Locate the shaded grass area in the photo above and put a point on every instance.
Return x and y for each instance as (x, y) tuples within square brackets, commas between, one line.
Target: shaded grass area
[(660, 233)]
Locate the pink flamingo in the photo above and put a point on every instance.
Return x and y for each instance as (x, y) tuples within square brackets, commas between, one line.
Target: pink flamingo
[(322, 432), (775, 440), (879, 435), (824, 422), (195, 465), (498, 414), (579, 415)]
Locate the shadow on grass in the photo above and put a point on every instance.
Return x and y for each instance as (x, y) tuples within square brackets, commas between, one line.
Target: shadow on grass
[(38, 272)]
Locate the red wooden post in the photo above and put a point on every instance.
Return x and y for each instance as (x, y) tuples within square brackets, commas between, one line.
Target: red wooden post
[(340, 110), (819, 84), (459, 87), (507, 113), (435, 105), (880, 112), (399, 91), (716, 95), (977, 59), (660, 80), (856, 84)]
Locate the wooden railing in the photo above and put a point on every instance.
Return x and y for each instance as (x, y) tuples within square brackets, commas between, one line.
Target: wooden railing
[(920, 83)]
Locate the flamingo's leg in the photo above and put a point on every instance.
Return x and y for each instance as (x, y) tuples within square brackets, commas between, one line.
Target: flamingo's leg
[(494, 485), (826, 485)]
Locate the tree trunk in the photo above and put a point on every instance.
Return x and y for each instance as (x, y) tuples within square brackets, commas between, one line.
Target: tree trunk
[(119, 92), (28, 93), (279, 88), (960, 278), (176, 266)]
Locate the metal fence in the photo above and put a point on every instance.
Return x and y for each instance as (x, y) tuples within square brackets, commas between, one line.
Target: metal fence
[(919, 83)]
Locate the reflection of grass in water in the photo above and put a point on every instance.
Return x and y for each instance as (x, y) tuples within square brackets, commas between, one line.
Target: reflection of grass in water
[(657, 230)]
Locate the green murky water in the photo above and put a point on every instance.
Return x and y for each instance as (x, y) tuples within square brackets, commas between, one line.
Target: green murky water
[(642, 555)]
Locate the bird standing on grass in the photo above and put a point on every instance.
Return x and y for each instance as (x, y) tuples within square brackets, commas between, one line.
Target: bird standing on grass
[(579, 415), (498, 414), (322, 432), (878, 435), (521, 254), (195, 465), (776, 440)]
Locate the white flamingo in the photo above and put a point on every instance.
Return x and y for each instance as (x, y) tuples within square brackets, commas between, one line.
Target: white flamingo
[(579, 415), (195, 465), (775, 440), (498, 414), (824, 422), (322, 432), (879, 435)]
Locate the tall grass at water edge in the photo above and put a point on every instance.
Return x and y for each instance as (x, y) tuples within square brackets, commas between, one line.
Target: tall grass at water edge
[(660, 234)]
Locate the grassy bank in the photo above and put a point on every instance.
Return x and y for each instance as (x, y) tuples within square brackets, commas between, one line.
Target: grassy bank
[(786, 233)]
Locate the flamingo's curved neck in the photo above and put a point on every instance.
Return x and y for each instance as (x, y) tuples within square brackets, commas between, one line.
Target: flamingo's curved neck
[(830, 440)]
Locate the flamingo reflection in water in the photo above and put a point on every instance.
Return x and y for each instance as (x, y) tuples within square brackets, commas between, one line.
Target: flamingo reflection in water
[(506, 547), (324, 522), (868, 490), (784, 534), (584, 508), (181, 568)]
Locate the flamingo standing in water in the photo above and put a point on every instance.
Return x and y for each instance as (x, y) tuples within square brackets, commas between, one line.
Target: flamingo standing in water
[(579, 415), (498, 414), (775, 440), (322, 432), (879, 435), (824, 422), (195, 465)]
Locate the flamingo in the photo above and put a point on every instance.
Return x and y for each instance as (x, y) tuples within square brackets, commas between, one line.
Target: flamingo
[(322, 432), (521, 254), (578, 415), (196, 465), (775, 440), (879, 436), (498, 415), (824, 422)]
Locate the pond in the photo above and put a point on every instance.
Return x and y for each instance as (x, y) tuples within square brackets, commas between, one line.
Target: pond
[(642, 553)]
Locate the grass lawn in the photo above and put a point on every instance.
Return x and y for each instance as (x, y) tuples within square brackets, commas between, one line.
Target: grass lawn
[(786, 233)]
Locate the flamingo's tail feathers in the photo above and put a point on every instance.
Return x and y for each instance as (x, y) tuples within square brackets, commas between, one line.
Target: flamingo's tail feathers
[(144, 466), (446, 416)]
************
Task goal: Can you convert the stretch of the records from the line that contains "Locate the grassy" through the line that contains "[(642, 553)]" into a Markdown table with the columns No. and Line, giving each line its row number and leaving out blank lines?

Exercise response:
| No. | Line |
|---|---|
| 1 | Locate the grassy bank in the photo above and put a point on every instance. |
| 2 | Return x and y for each instance as (x, y) tuples within square brackets, commas between, one line. |
| 3 | Target: grassy bank |
| 4 | [(786, 233)] |
| 5 | Locate the flamingo's curved neck in the photo above and put a point on every instance. |
| 6 | Return x and y for each instance as (x, y) tuples within square brackets, commas between, one line. |
| 7 | Target: flamingo's curved neck |
| 8 | [(830, 440)] |
| 9 | Locate the flamingo reflection in water in the photo above and put a point on every instance. |
| 10 | Return x and y for each instance as (x, y) tuples within square brackets, commas between, one line. |
| 11 | Target: flamingo reflection in water |
| 12 | [(506, 547), (324, 522), (868, 490), (784, 534), (584, 508), (181, 568)] |
| 13 | Locate the flamingo standing in water in the photo above and put a point on every instance. |
| 14 | Return x and y for each instance as (x, y) tuples within square brackets, commas between, one line. |
| 15 | Target: flamingo standing in water |
| 16 | [(579, 415), (498, 414), (775, 440), (322, 432), (879, 435), (824, 422), (195, 465)] |
| 17 | Locate the flamingo in the photo above and put a point on every instance. |
| 18 | Return x and y for each instance as (x, y) tuples within square brackets, commas between, one line. |
| 19 | Target: flamingo |
| 20 | [(322, 432), (521, 254), (578, 415), (196, 465), (775, 440), (879, 436), (498, 415), (824, 422)] |
| 21 | Locate the pond in the photo above and put a point on every instance. |
| 22 | Return x and y for each instance as (x, y) tuples within square brackets, commas between, one line. |
| 23 | Target: pond |
| 24 | [(642, 553)] |